== TEXT BLOCK

This is what we call a sewing needle, yeah, that we sew them together [with]. We are fixing what we call the salvage around that line there, and that's what hangs it on the line. We have several different size needles according to what size webbing we're sewing. But this, like I say, I was fixing to put the salvage around the line—around the top of the net, and then we hang it on combination cable. I have some over in the warehouse over there, but it's kind of—it's got steel cable in it, and we hang some on rope on a Poly-Dac rope. But a lot of the bigger boats prefer the combination cable. It's a little tougher, you know, and don't break as easy and don't stretch. So it's just a little process. It's kindly interesting, but it's just all in a day's work. [Laughs]

How long does it take you to put a net together?

According to what size it is— these are twenty-fives [twenty-five foot net] here that we're making, and we're making four of them for a guy. By myself if I—if that's all I do, I can probably make one of those nets easily in a day. But [James Beckton] and I work together, and most of the time he puts them together in there, and I'll hang them on the line. I'm just helping him. I'm getting the salvage put on this last one, and then I'll start hanging here in a little while. We've just got a little process that we go through, but he and I together can probably make two or so a day, maybe. Possibly three, if we work hard. Of course, now the bigger the net gets, the longer it takes, you know. There's a lot more webbing and that sort of thing. One of the bigger nets like, for instance, like one of the fifty-foot nets, I would say it would take probably about two days to put one of those together for us. Now there's a lot of people that's a lot faster than I am, you know, and probably could do it quicker, but that's about the way it takes us, you know.

What is the cost of some of these nets?

This particular net here, just the net, this is not including the TED [Turtle Excluder Device] and the bag that has to be put on them now, but just the net is around three hundred and twenty-five dollars. And then the TED put in webbing will run about two twenty-five [dollars], and then the bag is about ninety-five [dollars].

And this is like a twenty-five-foot net, you said?

This is like a twenty-five, yeah. One of the fifty—just to average size—but around a fifty-foot net would run probably around eight [hundred and] fifty [dollars]. And then the TED probably—it's a bigger TED and put in webbing, it's probably around—close to three hundred [dollars], and then the bag is about two [hundred and] fifty [dollars]. So add that up. You're getting a lot of money and a lot of the boats—well, just about all of the boats [in] this day in time, the big boats I'm speaking about, pull four [nets] at the time. So if you get like probably fifteen hundred dollars per net, by the time you get the TED and the bag and chafing gear and all and—and you got two on each side, see you got three thousand dollars on each side of the boat [in] just nets, besides the cable they have to have. It's a lot of expense to it. I was in it a long time, and it's changed real fast. I'm glad I got out of it when I did because with the regulations, it's so many regulations now and they're—some of them good. I'm not, you know, downing that, but these turtle excluders, these TED was—it liked to put us all out. It was very detrimental to us.

[A TED] is the turtle shoot [built into] in the nets. And do you build that in or is that something different?

====
== PROVIDED RECORDS

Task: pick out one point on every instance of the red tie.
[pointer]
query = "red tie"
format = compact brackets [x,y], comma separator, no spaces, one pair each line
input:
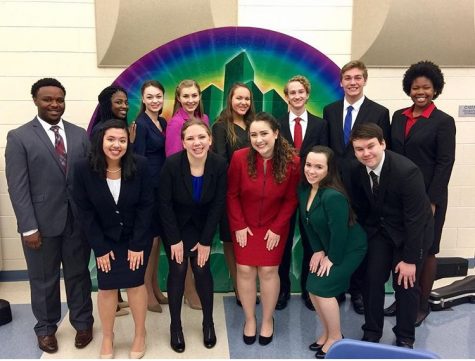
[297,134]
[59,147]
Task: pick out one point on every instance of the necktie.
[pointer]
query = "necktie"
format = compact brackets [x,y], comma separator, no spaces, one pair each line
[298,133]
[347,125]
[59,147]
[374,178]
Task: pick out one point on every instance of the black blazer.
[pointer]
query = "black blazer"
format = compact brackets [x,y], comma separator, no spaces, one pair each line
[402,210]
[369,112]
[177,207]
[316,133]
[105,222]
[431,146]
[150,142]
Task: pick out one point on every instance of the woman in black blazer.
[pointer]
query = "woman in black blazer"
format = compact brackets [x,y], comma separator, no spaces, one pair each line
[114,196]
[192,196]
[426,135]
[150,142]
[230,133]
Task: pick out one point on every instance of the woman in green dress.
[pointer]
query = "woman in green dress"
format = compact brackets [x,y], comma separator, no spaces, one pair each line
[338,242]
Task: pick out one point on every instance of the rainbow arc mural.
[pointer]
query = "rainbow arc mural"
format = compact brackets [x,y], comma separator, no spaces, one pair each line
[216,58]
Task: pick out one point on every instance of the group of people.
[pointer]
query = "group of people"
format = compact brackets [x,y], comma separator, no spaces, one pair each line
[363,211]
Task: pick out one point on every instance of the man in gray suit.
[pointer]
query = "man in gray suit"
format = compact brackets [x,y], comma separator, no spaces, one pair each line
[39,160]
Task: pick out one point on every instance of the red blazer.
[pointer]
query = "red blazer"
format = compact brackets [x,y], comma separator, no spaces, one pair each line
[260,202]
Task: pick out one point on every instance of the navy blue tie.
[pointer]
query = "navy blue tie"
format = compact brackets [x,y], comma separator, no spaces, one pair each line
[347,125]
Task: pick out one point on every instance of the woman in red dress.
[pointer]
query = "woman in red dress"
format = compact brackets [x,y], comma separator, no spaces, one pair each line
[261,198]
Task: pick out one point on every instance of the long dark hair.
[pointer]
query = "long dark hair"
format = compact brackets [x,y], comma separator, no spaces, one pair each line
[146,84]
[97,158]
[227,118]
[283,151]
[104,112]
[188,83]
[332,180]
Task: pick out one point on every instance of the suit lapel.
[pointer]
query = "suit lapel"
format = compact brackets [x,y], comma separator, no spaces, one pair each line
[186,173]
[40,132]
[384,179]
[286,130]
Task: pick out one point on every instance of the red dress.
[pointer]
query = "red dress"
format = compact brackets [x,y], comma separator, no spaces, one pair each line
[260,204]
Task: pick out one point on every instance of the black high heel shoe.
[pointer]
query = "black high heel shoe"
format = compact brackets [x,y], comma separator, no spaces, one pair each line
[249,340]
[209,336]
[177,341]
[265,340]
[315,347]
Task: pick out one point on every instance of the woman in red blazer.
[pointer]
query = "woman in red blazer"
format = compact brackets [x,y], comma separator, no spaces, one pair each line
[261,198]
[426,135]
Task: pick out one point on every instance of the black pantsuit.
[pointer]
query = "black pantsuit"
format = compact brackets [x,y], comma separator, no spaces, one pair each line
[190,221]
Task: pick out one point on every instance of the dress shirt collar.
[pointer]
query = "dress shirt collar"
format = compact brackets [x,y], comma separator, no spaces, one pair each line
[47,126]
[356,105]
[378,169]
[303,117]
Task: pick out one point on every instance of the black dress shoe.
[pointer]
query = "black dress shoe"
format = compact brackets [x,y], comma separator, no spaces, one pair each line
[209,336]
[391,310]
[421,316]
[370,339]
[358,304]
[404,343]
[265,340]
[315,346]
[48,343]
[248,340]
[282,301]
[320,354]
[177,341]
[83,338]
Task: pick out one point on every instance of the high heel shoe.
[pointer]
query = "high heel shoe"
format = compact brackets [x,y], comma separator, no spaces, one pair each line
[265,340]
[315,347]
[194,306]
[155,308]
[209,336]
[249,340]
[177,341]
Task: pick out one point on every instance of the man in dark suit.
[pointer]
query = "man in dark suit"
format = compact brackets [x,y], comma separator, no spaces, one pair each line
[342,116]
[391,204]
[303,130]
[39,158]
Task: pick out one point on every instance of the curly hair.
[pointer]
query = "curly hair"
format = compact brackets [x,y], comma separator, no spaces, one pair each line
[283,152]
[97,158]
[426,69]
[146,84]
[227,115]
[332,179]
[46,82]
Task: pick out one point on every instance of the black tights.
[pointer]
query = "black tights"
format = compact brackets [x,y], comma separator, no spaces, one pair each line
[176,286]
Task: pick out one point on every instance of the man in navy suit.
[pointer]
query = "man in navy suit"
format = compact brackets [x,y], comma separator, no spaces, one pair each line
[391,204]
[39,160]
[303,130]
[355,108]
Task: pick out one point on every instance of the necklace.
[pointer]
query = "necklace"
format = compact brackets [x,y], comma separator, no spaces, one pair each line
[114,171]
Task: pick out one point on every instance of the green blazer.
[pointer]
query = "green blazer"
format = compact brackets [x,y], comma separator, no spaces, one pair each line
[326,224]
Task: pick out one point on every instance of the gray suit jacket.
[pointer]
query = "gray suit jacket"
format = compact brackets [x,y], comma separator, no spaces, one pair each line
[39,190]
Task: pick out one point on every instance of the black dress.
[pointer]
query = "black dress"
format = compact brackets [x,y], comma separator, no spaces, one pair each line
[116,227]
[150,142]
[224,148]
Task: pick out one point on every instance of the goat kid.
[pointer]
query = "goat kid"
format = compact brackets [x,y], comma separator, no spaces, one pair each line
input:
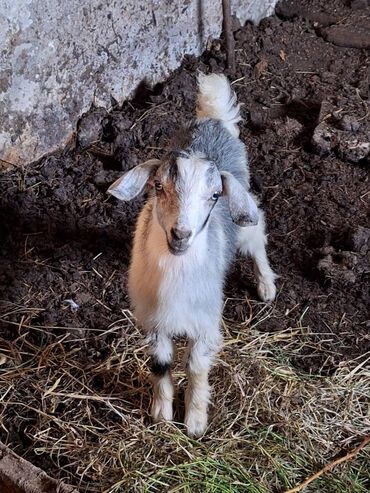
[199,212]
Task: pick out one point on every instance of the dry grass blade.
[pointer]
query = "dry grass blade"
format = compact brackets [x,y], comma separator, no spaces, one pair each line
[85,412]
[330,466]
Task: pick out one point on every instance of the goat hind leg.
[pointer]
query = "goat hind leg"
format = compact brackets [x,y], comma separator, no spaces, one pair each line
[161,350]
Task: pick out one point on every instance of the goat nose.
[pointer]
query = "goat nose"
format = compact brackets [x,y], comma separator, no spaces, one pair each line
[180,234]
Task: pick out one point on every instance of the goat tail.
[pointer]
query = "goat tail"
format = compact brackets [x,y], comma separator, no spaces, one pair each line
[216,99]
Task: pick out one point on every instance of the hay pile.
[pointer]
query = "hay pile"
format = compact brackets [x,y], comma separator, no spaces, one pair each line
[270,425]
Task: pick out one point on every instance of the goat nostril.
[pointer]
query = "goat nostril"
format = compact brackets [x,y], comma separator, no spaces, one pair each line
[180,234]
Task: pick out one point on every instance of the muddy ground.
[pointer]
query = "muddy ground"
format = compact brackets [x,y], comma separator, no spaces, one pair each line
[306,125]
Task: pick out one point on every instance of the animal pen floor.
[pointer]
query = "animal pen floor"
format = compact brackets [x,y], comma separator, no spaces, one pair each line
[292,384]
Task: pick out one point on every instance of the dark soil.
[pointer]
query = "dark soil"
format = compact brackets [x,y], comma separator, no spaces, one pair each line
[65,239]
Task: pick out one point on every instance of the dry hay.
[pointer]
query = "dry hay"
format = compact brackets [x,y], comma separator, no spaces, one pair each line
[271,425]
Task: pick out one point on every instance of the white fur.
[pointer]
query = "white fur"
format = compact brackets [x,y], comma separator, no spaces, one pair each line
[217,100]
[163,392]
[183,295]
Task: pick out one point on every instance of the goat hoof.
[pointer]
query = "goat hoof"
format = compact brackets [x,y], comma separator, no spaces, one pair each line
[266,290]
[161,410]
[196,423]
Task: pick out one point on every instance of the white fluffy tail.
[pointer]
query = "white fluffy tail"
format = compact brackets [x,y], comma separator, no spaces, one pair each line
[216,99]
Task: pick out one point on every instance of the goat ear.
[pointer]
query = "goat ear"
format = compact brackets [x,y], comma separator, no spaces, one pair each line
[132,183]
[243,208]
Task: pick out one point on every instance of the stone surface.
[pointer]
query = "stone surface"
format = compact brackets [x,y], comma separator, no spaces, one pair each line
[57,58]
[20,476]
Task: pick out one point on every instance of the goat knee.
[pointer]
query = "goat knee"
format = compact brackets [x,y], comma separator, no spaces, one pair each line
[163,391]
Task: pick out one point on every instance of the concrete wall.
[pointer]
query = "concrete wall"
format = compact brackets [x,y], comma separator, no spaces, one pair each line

====

_DIRECTIVES_
(1) In the net-making interview, about how long does it take the speaker and his partner to put together one fifty-foot net?
(2) Carry the net-making interview forward from its final line.

_THE ANSWERS_
(1) About two days.

(2)
No. Yeah, we have to put it in. It's metal. I got some in some nets laying down over there, and I got some in the warehouse over there that's not in webbing. I could show you one of those, if you'd like. But it's a metal device that goes in the net, and it goes in the net on an angle, and it's a big hole in the bottom with a flap over it, and the turtle comes down and hits it and goes out. In fact, I've even got two—what they call turtle nets laying over there. They're big nets—those big piles of webbing there—those are turtle nets for a guy in Panama City [Florida]…[TEDs are] a lot of expense. We've spent billions and billions of dollars trying to save the turtle.

Well you were a shrimper before you got out of the business. Were you coming across a lot of turtles?

Very few. Very few. The shrimpers, in my opinion, was not the problem. They might have been a little bit of it, but I would say the amount of turtles that I've caught I probably could count on two hands. It might have been the location where I was working, you know. I don't know. But [I] killed very few. I would say less than five in my career in the thirty years that I shrimped. But you know, they said the shrimpers were a lot to do with it. I think a lot of it was the development and stuff on the beaches. And that's my opinion, you know, but—but anyway they're here, and I think they're here to stay. So we had to adapt to them, and the guys [who are shrimping] have [adapted].

When you got out of the business, was it something you say that you saw where shrimping was going. Was it the regulations or what was going on in the bay?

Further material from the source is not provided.